# PROVIDED PASSAGE
The Puzzle Solver by Tracie White

Author:Tracie White [White, Tracie]
Language: eng
Format: epub
Publisher: Hachette Books
Published: 2021-01-05T00:00:00+00:00


The Kennedys left their Truckee home, with the sweeping vistas from the living room window and the cross-country skiing steps outside their door, and crossed the mountain to the other side of the Donner summit below the snow line to a new home in Weimar in 1995. They still make the hour-long drive every few months to Incline Village to see Dr. Peterson, but they’ve managed to find some peace in the rural location, leaving both the snow-shoveling and the constant harassment behind. Peterson never did leave town, and during the thirty or so years since, the harassment has never completely subsided. He continues to live with the reputation as a “quack” from many in town. At the same time, he’s managed to treat more than eight thousand ME/CFS patients from around the world.

“We just wanted to start over,” Gerry told me after the couple had welcomed me inside their home. Janice had taken my coat and asked me if I’d like a cup of tea. The home was comfortable and tidy with a frosty but well-tended garden visible through a sliding glass door that led to the backyard. She brought me green tea in a china cup, and Gerry smiled. The couple, married for more than fifty years now, worked in tandem, much like Janet and Ron. They glanced at each other, nodding in silent agreement, as they situated me on a couch. I thought of my own husband and smiled at how we cleared out the dishwasher together.

“I’m sorry, but we’ve had some bad experiences with the media in the past,” Gerry said, somewhat sheepishly. Then he boasted about his interview on a 60 Minutes episode. Not all of it was bad. They showed concern about the road I’d taken to get there. Apparently GPS had led me astray.

Both were gray-haired and pleasant, trim and dressed in similar green-print, button-down shirts. Gerry’s face was ruddy and kind. He stood tall. Janice kept her chin tipped high and carried herself in an elegant, if slow, manner to the kitchen for tea. They looked the typical retired couple, comfortable and content. Even healthy. But they weren’t. Like so many others with ME/CFS, they looked too healthy to be sick and were repeatedly disbelieved.

But regarding Janice, who has been the sicker of the two, I recognized the tension lines in her forehead that I’ve seen in other chronically ill patients. I link it to months and years of intense concentration to control pain. Or maybe she was just concentrating hard to make it through our sudden meeting. I knew from other ME/CFS patients that they only had an allotted amount of energy daily or weekly, and I knew she would crash right after. I felt that familiar guilt tugging at me with every minute I spent in their home.

Looking at them reminded me again of how important love was for the survival of those with ME/CFS. Loneliness was almost a symptom of the disease. To me, theirs was a love story.

“We still had each other,” Janice said, staring up at her husband tenderly.

# RECORD EXTRACTS
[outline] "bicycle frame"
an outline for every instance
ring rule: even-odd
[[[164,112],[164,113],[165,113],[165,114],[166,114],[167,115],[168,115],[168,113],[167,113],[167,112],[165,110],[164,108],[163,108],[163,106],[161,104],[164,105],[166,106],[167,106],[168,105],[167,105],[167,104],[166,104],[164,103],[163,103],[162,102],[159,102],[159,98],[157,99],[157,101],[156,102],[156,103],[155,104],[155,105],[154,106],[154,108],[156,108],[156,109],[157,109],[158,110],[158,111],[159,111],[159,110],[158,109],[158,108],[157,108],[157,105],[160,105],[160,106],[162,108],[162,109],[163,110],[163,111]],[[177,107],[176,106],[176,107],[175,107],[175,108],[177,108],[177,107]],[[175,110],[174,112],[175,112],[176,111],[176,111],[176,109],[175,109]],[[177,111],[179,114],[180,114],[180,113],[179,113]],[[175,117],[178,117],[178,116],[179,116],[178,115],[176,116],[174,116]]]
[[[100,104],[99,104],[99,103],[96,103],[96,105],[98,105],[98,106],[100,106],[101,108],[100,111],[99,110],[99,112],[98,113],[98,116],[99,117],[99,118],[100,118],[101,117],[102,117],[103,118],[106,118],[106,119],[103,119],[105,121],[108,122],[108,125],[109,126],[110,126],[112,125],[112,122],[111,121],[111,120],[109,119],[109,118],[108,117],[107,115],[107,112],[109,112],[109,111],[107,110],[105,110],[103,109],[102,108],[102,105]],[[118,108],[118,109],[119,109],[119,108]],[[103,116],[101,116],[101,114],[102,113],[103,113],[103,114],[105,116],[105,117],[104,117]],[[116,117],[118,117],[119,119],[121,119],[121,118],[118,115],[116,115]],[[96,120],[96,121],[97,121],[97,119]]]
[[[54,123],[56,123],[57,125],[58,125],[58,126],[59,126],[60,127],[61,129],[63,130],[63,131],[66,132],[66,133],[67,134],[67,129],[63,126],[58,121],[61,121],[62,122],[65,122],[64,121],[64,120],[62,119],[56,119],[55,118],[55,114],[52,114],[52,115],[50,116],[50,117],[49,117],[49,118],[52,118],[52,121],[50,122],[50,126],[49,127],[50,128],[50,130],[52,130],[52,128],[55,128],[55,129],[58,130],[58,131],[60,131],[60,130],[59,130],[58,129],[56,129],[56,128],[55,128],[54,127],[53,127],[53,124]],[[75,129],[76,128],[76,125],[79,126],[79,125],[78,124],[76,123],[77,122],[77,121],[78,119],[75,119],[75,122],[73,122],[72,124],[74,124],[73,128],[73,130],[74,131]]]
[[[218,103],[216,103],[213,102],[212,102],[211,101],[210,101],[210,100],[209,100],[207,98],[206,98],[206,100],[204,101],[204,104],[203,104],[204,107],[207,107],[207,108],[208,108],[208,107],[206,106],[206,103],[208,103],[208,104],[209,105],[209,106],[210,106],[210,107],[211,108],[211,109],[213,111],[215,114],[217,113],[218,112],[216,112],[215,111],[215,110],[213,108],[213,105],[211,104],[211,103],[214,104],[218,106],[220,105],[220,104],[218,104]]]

# REQUIRED WORK
Please decide whether each statement agrees with the excerpt from The Puzzle Solver, answering yes or no and quoting the deciding words: (a) The Kennedys moved to a new home in Weimar in 1995. (b) Dr. Peterson eventually left town. (c) Janice served the tea in a paper cup. The records aren't needed here.

# ANSWER BELOW
(a) Yes: "to a new home in Weimar in 1995"
(b) No: "Peterson never did leave town"
(c) No: "She brought me green tea in a china cup"